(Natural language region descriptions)
########

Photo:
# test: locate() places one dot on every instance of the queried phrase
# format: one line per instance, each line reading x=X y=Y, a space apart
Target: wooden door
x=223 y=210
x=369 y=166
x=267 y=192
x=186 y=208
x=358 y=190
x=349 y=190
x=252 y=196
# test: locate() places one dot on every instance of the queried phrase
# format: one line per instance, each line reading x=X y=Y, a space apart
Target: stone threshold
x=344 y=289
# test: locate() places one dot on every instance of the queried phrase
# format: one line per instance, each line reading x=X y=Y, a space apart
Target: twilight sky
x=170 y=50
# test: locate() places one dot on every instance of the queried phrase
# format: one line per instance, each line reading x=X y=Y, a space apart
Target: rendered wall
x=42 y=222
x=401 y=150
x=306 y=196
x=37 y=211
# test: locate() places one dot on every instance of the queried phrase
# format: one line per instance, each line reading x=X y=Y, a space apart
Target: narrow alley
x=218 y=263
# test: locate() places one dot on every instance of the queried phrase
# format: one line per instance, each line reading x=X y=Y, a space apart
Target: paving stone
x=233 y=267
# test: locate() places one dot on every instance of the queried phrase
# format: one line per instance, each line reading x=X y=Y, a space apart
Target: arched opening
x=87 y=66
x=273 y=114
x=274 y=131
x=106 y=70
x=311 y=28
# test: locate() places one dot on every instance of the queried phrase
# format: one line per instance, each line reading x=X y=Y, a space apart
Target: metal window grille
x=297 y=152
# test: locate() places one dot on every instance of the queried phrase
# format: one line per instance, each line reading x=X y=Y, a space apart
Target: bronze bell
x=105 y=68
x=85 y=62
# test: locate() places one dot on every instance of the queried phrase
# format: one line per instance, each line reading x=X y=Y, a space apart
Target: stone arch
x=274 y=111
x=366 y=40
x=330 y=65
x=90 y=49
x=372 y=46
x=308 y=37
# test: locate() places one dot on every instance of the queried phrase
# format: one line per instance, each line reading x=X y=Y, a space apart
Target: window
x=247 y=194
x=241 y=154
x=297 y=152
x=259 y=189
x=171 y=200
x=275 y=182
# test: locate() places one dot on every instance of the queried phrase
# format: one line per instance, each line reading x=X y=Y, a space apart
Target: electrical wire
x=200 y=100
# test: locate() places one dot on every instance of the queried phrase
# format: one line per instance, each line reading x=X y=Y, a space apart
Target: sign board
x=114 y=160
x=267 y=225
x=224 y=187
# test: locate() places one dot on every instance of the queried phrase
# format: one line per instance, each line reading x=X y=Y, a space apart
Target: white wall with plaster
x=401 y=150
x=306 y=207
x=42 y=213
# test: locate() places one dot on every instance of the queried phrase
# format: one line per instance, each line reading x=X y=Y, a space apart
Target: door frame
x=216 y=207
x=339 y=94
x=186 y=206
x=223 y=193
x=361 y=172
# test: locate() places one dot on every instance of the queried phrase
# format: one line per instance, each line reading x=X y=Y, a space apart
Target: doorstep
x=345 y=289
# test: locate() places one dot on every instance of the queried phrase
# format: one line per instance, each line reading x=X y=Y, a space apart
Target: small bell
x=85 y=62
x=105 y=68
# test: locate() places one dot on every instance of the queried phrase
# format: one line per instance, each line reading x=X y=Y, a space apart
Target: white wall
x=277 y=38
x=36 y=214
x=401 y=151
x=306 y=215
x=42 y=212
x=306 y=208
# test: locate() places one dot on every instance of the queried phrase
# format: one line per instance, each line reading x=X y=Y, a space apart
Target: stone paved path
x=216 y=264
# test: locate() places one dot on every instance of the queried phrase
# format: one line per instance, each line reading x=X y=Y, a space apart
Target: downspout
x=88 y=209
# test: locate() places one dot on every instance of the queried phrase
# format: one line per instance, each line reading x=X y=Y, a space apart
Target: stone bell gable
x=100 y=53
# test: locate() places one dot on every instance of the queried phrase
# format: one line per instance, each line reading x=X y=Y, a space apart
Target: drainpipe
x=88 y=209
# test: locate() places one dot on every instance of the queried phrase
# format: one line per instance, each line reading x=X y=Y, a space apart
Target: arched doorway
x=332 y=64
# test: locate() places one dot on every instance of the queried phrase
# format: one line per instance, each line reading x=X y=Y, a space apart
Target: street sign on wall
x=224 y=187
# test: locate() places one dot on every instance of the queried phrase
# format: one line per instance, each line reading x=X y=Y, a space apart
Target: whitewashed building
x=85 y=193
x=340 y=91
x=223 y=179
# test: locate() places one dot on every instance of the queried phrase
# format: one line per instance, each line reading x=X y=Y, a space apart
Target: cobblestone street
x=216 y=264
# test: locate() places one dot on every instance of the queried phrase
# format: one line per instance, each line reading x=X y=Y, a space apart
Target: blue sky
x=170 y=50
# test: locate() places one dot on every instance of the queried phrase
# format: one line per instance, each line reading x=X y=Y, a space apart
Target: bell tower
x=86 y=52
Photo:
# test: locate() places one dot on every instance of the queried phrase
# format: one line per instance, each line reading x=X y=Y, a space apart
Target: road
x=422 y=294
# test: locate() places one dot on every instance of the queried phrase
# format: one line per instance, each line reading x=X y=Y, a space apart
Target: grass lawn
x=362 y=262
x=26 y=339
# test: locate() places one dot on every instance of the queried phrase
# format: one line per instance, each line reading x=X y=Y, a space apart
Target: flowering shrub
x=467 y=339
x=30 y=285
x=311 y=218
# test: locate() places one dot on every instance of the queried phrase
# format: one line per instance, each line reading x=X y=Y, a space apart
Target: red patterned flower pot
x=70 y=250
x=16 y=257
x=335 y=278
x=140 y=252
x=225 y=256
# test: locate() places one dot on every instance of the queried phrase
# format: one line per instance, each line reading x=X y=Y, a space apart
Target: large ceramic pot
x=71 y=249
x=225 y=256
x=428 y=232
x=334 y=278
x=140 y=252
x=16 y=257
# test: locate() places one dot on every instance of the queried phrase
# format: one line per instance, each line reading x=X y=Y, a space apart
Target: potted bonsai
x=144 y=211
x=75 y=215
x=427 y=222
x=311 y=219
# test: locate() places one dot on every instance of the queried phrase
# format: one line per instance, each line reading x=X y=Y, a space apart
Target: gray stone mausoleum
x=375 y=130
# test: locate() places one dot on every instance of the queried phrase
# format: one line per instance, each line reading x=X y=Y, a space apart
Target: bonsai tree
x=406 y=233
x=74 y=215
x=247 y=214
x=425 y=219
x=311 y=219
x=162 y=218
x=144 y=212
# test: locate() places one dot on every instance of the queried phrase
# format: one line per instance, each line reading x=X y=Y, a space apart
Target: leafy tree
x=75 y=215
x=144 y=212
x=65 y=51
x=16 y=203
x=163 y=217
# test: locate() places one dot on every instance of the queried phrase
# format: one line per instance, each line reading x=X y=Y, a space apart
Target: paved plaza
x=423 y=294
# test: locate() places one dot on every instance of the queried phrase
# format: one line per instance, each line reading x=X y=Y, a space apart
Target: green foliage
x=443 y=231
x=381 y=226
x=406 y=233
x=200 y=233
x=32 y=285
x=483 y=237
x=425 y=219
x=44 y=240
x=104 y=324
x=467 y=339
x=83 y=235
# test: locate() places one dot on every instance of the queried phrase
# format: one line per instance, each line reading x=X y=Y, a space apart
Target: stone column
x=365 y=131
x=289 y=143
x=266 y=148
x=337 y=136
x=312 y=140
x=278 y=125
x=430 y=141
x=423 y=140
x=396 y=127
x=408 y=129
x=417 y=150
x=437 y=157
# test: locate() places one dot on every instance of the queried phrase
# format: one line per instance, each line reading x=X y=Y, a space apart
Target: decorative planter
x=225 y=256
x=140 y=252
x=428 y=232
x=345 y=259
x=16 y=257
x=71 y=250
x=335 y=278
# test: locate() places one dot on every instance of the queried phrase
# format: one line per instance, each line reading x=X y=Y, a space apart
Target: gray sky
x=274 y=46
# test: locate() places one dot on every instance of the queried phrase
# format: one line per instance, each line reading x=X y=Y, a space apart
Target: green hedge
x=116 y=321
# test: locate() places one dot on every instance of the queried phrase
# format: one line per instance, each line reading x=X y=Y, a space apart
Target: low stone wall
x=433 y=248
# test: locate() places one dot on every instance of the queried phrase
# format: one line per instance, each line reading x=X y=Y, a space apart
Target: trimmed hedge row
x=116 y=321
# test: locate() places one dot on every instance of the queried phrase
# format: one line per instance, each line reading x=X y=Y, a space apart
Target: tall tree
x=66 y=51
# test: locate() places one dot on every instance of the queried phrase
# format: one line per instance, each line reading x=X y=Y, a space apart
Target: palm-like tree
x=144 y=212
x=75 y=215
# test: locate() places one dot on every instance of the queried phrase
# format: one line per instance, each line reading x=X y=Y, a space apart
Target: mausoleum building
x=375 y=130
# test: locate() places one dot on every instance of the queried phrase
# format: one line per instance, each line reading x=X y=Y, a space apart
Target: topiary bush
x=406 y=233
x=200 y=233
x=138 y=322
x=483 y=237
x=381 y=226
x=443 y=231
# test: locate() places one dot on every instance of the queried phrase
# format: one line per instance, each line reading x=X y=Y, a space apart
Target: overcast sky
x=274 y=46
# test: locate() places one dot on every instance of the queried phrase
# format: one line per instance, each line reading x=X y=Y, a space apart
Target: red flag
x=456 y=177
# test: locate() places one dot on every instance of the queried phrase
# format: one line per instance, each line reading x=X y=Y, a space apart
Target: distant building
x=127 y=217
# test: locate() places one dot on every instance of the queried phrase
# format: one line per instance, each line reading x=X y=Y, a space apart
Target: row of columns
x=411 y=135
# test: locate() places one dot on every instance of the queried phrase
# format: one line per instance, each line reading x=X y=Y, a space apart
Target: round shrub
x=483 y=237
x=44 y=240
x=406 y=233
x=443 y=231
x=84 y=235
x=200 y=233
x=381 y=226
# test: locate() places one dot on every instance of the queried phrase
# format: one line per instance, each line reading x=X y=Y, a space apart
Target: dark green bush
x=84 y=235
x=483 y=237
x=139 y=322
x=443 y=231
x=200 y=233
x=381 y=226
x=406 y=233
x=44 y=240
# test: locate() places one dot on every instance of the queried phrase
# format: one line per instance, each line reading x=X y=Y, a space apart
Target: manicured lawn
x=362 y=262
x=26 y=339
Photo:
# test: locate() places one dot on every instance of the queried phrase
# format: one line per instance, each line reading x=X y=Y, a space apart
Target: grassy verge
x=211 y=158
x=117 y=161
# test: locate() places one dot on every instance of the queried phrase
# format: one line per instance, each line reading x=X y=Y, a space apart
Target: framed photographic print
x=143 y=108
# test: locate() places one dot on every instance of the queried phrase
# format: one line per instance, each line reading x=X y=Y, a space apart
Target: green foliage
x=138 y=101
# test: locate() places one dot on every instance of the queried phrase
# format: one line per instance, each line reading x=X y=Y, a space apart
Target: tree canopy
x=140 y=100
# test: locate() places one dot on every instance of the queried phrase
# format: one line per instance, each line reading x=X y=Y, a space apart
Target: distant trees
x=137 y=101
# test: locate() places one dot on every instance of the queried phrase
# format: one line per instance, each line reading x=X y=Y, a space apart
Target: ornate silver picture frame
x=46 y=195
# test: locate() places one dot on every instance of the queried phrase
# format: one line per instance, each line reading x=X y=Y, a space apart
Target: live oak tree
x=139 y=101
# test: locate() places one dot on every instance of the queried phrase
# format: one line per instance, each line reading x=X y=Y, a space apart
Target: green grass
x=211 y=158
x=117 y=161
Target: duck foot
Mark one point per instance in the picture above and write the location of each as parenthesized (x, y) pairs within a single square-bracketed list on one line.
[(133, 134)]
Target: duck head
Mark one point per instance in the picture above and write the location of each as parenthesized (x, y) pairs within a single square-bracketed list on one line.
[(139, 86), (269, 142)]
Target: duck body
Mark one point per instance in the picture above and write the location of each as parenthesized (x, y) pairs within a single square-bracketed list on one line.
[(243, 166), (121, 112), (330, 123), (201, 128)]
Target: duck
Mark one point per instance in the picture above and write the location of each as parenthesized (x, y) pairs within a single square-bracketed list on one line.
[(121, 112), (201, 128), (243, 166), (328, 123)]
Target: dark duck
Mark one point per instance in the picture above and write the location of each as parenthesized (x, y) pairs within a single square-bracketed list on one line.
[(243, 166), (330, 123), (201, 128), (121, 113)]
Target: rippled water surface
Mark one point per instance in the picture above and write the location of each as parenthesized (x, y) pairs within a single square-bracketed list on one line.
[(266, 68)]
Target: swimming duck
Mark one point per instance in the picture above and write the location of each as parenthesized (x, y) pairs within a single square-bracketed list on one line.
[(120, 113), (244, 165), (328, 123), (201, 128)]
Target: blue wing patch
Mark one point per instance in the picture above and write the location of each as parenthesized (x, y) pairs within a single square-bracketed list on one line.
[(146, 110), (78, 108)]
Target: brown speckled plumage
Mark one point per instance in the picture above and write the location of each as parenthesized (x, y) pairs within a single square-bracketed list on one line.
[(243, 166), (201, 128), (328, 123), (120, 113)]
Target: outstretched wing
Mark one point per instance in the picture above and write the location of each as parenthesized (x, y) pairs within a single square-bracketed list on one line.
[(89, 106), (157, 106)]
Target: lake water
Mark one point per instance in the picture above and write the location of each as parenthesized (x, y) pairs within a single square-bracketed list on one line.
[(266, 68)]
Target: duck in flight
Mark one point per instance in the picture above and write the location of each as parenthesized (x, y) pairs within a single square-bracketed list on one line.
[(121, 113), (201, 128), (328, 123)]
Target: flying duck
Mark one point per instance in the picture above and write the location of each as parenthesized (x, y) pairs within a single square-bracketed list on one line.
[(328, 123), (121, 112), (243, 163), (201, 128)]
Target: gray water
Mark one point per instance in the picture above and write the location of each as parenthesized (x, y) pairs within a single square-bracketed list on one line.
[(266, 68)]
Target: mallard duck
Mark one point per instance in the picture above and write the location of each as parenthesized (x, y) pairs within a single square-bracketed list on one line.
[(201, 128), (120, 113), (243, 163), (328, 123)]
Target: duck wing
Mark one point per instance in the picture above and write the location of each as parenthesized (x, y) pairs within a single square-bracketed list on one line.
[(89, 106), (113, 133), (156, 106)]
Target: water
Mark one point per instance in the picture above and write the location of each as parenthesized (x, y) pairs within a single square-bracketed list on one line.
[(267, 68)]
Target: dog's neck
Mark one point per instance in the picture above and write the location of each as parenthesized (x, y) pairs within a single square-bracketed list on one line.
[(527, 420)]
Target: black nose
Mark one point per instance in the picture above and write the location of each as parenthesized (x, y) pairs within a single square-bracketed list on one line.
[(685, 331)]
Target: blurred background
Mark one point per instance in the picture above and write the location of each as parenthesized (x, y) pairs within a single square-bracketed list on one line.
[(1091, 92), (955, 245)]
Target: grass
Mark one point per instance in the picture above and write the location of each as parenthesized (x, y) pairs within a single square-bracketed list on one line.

########

> Task:
When a line of the records includes "water", that line belongs in the answer.

> Exercise solution:
Target: rippled water surface
Target: lake water
Target: gray water
Target: water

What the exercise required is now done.